◆ What is expected: Retype the material in full, keeping every word the same.

- - - - - - -

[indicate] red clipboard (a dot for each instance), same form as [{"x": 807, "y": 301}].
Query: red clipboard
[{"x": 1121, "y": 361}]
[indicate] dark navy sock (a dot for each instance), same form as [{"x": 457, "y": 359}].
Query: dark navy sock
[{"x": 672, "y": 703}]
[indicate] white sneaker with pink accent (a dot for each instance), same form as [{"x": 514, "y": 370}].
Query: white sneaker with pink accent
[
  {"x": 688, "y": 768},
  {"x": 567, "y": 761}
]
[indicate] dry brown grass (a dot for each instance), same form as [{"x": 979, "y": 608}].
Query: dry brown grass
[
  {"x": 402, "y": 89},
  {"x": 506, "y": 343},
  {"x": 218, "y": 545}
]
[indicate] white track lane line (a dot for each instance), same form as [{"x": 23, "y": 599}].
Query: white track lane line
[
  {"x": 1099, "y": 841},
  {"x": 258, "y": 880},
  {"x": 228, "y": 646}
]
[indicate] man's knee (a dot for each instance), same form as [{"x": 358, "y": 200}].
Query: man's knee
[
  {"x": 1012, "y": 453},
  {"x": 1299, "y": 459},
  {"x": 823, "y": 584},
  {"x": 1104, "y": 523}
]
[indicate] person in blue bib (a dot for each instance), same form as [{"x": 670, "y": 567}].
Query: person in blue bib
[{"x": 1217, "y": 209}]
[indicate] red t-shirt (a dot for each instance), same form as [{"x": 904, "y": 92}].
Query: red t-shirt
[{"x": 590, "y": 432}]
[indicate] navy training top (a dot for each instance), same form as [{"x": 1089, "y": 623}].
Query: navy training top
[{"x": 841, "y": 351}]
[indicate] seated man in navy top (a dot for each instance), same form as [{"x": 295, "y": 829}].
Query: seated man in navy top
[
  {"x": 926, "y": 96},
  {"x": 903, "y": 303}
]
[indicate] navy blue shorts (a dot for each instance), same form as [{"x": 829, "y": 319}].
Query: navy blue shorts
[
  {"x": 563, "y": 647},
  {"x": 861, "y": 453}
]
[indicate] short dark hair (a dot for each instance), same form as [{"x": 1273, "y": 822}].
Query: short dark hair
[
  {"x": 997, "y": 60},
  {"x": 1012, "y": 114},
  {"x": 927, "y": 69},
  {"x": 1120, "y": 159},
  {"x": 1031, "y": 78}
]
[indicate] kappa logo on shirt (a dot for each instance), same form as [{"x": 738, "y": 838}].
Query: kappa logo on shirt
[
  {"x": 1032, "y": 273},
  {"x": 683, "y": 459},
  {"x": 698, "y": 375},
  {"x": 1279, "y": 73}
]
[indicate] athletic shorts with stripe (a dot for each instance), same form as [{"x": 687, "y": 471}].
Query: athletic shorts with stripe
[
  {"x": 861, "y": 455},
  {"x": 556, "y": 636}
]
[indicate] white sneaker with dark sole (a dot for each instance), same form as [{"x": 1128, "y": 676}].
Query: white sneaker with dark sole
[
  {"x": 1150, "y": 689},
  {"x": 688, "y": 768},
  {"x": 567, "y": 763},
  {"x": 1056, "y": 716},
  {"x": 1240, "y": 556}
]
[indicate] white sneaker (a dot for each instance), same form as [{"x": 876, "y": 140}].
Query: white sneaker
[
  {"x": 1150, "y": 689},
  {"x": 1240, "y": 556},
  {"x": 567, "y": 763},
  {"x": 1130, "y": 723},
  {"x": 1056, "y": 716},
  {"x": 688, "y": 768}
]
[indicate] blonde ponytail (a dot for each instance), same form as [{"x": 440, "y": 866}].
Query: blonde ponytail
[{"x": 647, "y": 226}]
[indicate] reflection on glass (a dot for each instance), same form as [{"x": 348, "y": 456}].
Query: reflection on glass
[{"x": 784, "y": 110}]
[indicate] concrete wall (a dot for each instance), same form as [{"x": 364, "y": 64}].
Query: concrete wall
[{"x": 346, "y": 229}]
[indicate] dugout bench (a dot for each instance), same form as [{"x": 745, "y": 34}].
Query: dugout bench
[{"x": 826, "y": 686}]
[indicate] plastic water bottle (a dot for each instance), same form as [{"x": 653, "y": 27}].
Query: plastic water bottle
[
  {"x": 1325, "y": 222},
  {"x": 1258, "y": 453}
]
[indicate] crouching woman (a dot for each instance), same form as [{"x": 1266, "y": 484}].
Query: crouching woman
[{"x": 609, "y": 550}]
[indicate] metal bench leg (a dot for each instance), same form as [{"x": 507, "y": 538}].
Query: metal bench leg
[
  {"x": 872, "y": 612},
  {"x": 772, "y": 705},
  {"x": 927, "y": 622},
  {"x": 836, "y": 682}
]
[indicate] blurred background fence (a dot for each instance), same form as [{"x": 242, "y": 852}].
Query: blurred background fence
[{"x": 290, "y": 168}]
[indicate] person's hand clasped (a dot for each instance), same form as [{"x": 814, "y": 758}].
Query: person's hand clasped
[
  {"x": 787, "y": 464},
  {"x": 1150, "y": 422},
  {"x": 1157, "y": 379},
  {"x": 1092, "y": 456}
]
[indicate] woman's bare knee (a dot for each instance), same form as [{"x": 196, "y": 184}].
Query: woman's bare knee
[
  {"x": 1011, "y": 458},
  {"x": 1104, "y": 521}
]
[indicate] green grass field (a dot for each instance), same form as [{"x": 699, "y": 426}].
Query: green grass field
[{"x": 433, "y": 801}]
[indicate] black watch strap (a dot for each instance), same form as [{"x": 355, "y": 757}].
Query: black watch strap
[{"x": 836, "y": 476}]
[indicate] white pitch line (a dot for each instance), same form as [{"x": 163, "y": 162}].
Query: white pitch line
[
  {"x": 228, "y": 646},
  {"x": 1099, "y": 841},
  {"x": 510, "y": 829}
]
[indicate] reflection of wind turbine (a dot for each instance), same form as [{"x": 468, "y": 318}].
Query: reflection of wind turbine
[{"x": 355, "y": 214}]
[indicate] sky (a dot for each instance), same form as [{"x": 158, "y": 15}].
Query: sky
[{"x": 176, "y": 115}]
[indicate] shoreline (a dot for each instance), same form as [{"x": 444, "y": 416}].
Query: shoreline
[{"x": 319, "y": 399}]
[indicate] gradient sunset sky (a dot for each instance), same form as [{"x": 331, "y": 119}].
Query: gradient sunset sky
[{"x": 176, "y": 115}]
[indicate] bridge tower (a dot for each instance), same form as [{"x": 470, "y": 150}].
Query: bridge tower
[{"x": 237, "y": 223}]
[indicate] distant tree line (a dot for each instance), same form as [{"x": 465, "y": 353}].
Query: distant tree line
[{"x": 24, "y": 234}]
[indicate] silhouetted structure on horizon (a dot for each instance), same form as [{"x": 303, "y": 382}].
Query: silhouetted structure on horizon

- - - - - - -

◆ Solution for this exercise:
[indicate] red clipboard (a dot for each instance), same form as [{"x": 807, "y": 301}].
Query: red clipboard
[{"x": 1121, "y": 361}]
[indicate] dark navy sock (a dot for each instance), same form as [{"x": 457, "y": 359}].
Query: dark navy sock
[{"x": 672, "y": 703}]
[indicate] white sneaker with pink accent (a dot for each instance), same form as [{"x": 514, "y": 370}].
Query: white sneaker with pink accent
[
  {"x": 688, "y": 768},
  {"x": 567, "y": 761}
]
[indicate] dry brown grass (a dot for each instance), same form as [{"x": 979, "y": 608}].
Query: dry brown grass
[
  {"x": 402, "y": 89},
  {"x": 506, "y": 343},
  {"x": 218, "y": 545}
]
[indicate] white track lane line (a dot for each instance), same form as [{"x": 23, "y": 599}].
Query: white track lane line
[
  {"x": 1099, "y": 841},
  {"x": 258, "y": 880},
  {"x": 228, "y": 646}
]
[indicate] man's knee (a dot for each instance), same form as [{"x": 358, "y": 200}].
Query: man's knee
[
  {"x": 1012, "y": 453},
  {"x": 1299, "y": 459},
  {"x": 823, "y": 584},
  {"x": 1104, "y": 523}
]
[indicate] person in blue bib (a dot for each instance), same form as [{"x": 670, "y": 567}].
Query: person in blue bib
[{"x": 1217, "y": 209}]
[indicate] red t-shirt (a dot for each instance), same form as [{"x": 904, "y": 92}].
Query: red t-shirt
[{"x": 590, "y": 432}]
[indicate] navy training top (a dot for each instance), same form as [{"x": 1089, "y": 623}].
Query: navy training top
[{"x": 841, "y": 351}]
[indicate] seated man in navy top (a dot for each instance), same form as [{"x": 295, "y": 829}].
Query: seated man in navy top
[
  {"x": 926, "y": 96},
  {"x": 903, "y": 303}
]
[indicate] navy blue shorts (a dot for each instance), same form as [{"x": 829, "y": 319}].
Query: navy blue shorts
[
  {"x": 563, "y": 647},
  {"x": 861, "y": 453}
]
[indicate] short dark hair (a dot for each instance), same form as [{"x": 1273, "y": 822}].
Query: short dark hair
[
  {"x": 997, "y": 60},
  {"x": 1012, "y": 114},
  {"x": 927, "y": 69},
  {"x": 1120, "y": 159},
  {"x": 1031, "y": 78}
]
[indicate] kappa logo on shirt (a dot for each instance), same form as [{"x": 738, "y": 838}].
Query: kappa logo on shirt
[
  {"x": 1032, "y": 273},
  {"x": 683, "y": 459},
  {"x": 698, "y": 375},
  {"x": 1279, "y": 73}
]
[indicate] athletic shorts with stripe (a dot for each instance), same form as [{"x": 687, "y": 471}].
Query: athletic shorts with stripe
[
  {"x": 861, "y": 455},
  {"x": 556, "y": 636}
]
[indicate] white sneaker with dark sole (a dot for each instance), same form as [{"x": 1128, "y": 676}].
Query: white sneaker with dark sole
[
  {"x": 1150, "y": 689},
  {"x": 688, "y": 768},
  {"x": 567, "y": 763},
  {"x": 1056, "y": 716},
  {"x": 1240, "y": 556}
]
[indicate] white sneaker (a dot for each instance), same form as [{"x": 876, "y": 140}].
Query: white sneaker
[
  {"x": 1150, "y": 689},
  {"x": 1240, "y": 556},
  {"x": 567, "y": 763},
  {"x": 1130, "y": 723},
  {"x": 1056, "y": 716},
  {"x": 688, "y": 768}
]
[indicate] blonde ponytail (a dot for each instance), same form as [{"x": 440, "y": 866}].
Query: blonde ponytail
[{"x": 647, "y": 226}]
[indicate] reflection on glass (a dot for each instance), same form as [{"x": 348, "y": 456}].
Query: reflection on glass
[{"x": 784, "y": 110}]
[indicate] concrete wall (a dot for each instance), same form as [{"x": 364, "y": 64}].
Query: concrete wall
[{"x": 346, "y": 229}]
[indicate] dugout bench (a dot for each instance), same form as [{"x": 745, "y": 34}].
Query: dugout bench
[{"x": 826, "y": 686}]
[indicate] plastic water bottle (a dot for each instance), same form as [{"x": 653, "y": 27}].
Query: plastic water bottle
[
  {"x": 1325, "y": 222},
  {"x": 1258, "y": 453}
]
[indicate] crouching woman (a dot for each instance), same form as [{"x": 1266, "y": 484}].
Query: crouching woman
[{"x": 609, "y": 550}]
[indicate] metal bench leg (a dot for each instance), same form as [{"x": 507, "y": 538}].
Query: metal bench leg
[
  {"x": 872, "y": 612},
  {"x": 772, "y": 705},
  {"x": 927, "y": 622},
  {"x": 836, "y": 682}
]
[indicate] blurred background fence (a dot for each instance), same form as [{"x": 242, "y": 852}].
Query: blurred background fence
[{"x": 290, "y": 168}]
[indicate] person's hand clasped (a dot for each instance), same form as [{"x": 814, "y": 758}].
Query: person's hand clasped
[
  {"x": 787, "y": 464},
  {"x": 1150, "y": 422},
  {"x": 1157, "y": 379},
  {"x": 1092, "y": 456}
]
[indicate] woman's bare knee (a dot for each instance), same form as [{"x": 196, "y": 184}].
Query: woman's bare knee
[
  {"x": 1011, "y": 458},
  {"x": 1104, "y": 521}
]
[indicate] green grass field (a dot for each instance), same form as [{"x": 699, "y": 426}].
Query: green grass field
[{"x": 433, "y": 801}]
[indicate] black watch strap (a dot for each instance), same form as [{"x": 355, "y": 757}].
Query: black watch strap
[{"x": 836, "y": 476}]
[indicate] white pitch line (a dot for each instance), same form as [{"x": 163, "y": 162}].
Query: white pitch line
[
  {"x": 228, "y": 646},
  {"x": 1099, "y": 841},
  {"x": 510, "y": 829}
]
[indicate] reflection of wind turbine (a dot for each instance), same form as [{"x": 468, "y": 318}].
Query: reflection of wind turbine
[{"x": 355, "y": 214}]
[indicate] sky (a dot for each instance), same form as [{"x": 158, "y": 15}].
Query: sky
[{"x": 176, "y": 115}]
[indicate] shoreline (a dot for each instance), same form as [{"x": 444, "y": 416}].
Query: shoreline
[{"x": 319, "y": 399}]
[indicate] gradient sunset sky (a dot for each instance), same form as [{"x": 331, "y": 119}].
Query: gradient sunset sky
[{"x": 176, "y": 115}]
[indicate] bridge tower (a dot for each instance), same form as [{"x": 470, "y": 150}].
Query: bridge tower
[{"x": 237, "y": 223}]
[indicate] distant tree line (a dot for each instance), same form as [{"x": 465, "y": 353}].
Query: distant tree line
[{"x": 24, "y": 234}]
[indicate] silhouetted structure on horizon (a dot for each instance), same form as [{"x": 303, "y": 382}].
Query: silhouetted structure on horizon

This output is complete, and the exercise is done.